Brano selezionato >>

=====

Londra smonta l’ultima macronata. Ma su una cosa il presidente francese ha ragione: c’è un gran bisogno dell’Italia

Il ministro britannico delle Forze armate smentisce l'accordo con Parigi per la tregua di un mese in Ucraina: «Non è stato concordato»

Politica - di Annamaria Gravino - 3 Marzo 2025 alle 14:29

Francia e Gran Bretagna non hanno ancora trovato un accordo su un piano di tregua parziale per l’Ucraina. A renderlo noto è stato il ministro britannico delle Forze armate, Luke Pollard, frenando, se non smentendo, la rivelazione che Emmanuel Macron ha affidato ieri sera a Le Figaro, a vertice di Londra appena concluso. «Non è stato raggiunto alcun accordo su come dovrebbe apparire la tregua», ha dichiarato Pollard a Times Radio. La versione è stata confermata all’Afp da un funzionario britannico, che ha ammesso che «non è stata concordata la tregua di un mese». E, soprattutto, da Downing Street, che lo ha derubricato a una delle «varie opzioni sul tavolo».

Londra smentisce Macron sulla tregua di un mese in Ucraina

Parlando in esclusiva con il quotidiano francese, Macron ha presentato la proposta congiunta per la tregua di un mese «nell’aria, nei mari e nelle infrastrutture energetiche» come qualcosa sostanzialmente di fatto, precisando che una sospensione di questo tipo «sappiamo come misurarla» mentre per le truppe di terra «bisogna considerare che il fronte, oggi, è l’equivalente della linea Parigi-Budapest. In caso di cessate il fuoco, sarebbe molto difficile – ha sottolineato – verificare il rispetto del fronte».

L’ennesima fuga in avanti del presidente francese

L’impressione, insomma, è Macron abbia compiuto una nuova fuga in avanti, anche rispetto al partner con cui pure ha deciso di intestarsi un attivismo piuttosto rischioso, a partire dall’impatto che può avere sull’Europa, sulla sua immagine, sulla sua possibilità di trovare una sintesi che le consenta di presentarsi al tavolo come player unico e autorevole.

La differenza tra Starmer e Macron

È un terreno assai scivoloso quello sul quale il presidente francese ha scelto di giocare. E, d’altra parte, l’all in è una mossa coerente per un leader che nei nuovi scenari che si sono aperti intorno all’Ucraina sta cercando di ritagliarsi uno spazio di sopravvivenza. In questo in buona compagnia del premier britannico Keir Starmer, che a sua volta vive problemi interni molto forti e avrebbe un ritorno politico e di immagine senza pari da un eventuale successo dell’operazione.

=====

Elenca tutte le persone che il brano selezionato indica con nome e cognome.

Elenco dei dati >>
=====

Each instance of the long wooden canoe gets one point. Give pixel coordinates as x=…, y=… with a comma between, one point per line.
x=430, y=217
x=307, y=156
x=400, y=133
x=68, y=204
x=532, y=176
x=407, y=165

=====

Soluzione >>
- Annamaria Gravino
- Luke Pollard
- Emmanuel Macron
- Keir Starmer